Who doesn’t feel like they need a hug right now?
Peter Drew’s poster love in the time of COVID-19
SPECIAL REPORT: COVID-19 ADELAIDE
It was missing a regular weekly catch-up with extended family that prompted Adelaide artist Peter Drew’s latest lightbulb moment.
Every Sunday, he and fashion designer partner Julie White usually go to dinner at the home of Julie’s 87-year-old Italian grandmother Rose – affectionately known as Mumma – with anywhere up to 20 other members of their extended family.
See more of Peter Drew’s work on his website.
They share a meal, good times, and – invariably – a cake, “because it’s always someone’s birthday”.
But the COVID-19 restrictions imposed on social gatherings brought the tradition to a sudden halt a few weeks ago.
“It holds the whole family together; it puts a full stop on the end of the week,” Peter says of the dinner.
“It’s like an institution. And for the first time in a long time we weren’t having it … that night we were missing it and I had an impulse to design something based on that feeling.”

(Tasks for this exercise)
1. Using the Peter Drew article, say whether each statement agrees with it: (a) Julie White works as a fashion designer. (b) Rose is 78 years old. (c) The family dinners are held every Saturday. Answer yes or no to each and quote the words that decide it.
2. According to the Peter Drew article, what is Rose affectionately called?

Collected data entries:
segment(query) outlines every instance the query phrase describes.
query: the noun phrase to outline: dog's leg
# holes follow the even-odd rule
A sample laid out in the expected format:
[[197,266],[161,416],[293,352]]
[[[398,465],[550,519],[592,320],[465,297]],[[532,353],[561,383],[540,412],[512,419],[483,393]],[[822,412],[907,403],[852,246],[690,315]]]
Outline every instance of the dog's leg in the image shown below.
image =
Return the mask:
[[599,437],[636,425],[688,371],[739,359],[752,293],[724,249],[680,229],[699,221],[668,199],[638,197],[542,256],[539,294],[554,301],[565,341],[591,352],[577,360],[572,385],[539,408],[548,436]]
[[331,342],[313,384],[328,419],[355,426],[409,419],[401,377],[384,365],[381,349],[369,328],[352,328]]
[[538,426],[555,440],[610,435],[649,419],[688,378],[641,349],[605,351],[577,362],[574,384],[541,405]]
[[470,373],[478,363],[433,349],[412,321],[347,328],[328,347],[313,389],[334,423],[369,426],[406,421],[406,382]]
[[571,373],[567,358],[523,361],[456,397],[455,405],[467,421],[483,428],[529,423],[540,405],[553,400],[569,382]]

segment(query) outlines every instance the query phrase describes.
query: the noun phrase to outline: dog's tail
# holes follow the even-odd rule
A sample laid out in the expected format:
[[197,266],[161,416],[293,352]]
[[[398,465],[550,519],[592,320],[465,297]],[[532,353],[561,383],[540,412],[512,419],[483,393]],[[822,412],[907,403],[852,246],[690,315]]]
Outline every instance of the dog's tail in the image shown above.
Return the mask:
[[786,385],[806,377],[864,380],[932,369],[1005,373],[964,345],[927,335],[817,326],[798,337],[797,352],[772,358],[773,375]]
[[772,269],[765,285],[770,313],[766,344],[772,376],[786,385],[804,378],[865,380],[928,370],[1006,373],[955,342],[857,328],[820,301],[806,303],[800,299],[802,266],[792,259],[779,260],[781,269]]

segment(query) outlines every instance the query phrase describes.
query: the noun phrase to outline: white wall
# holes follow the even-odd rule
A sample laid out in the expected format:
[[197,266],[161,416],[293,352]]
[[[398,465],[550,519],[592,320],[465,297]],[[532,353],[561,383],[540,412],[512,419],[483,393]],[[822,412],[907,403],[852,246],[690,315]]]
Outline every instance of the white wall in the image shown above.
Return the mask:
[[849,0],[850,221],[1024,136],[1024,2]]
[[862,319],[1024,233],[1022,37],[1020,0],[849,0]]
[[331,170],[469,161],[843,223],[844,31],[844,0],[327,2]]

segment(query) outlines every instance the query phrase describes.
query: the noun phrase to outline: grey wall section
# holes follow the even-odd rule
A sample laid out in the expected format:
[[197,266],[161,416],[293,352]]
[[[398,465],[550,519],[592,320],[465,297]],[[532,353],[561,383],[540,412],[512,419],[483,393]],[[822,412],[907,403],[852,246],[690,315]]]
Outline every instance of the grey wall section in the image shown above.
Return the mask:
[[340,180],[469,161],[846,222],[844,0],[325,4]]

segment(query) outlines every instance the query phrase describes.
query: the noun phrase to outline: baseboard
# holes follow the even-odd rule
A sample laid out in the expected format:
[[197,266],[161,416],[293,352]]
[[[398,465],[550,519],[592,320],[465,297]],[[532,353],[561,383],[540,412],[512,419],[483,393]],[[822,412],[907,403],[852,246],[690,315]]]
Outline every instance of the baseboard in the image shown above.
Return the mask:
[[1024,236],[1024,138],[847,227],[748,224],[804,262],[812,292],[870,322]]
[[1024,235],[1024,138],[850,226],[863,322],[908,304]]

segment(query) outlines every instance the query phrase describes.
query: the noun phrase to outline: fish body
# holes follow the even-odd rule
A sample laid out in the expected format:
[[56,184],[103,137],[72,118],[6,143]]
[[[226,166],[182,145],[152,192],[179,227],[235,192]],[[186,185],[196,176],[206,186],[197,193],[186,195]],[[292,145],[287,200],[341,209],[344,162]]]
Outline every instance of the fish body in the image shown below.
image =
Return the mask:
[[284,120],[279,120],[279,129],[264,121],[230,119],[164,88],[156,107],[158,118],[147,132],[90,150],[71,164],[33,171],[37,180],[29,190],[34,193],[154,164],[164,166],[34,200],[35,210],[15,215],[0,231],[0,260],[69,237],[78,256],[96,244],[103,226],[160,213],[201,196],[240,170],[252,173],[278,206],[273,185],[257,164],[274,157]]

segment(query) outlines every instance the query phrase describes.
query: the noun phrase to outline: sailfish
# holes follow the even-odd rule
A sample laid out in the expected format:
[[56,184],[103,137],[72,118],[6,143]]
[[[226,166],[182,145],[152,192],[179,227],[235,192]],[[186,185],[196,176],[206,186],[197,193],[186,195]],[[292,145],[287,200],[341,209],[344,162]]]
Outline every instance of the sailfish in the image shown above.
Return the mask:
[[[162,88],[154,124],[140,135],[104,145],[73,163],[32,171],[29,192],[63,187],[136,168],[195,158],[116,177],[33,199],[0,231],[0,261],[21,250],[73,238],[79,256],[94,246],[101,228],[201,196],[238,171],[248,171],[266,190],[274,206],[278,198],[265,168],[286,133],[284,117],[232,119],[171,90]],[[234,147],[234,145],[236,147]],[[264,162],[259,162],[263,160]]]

(Responses)
1.
(a) Yes: "fashion designer partner Julie White"
(b) No: "87-year-old Italian grandmother Rose"
(c) No: "Every Sunday"

2. Mumma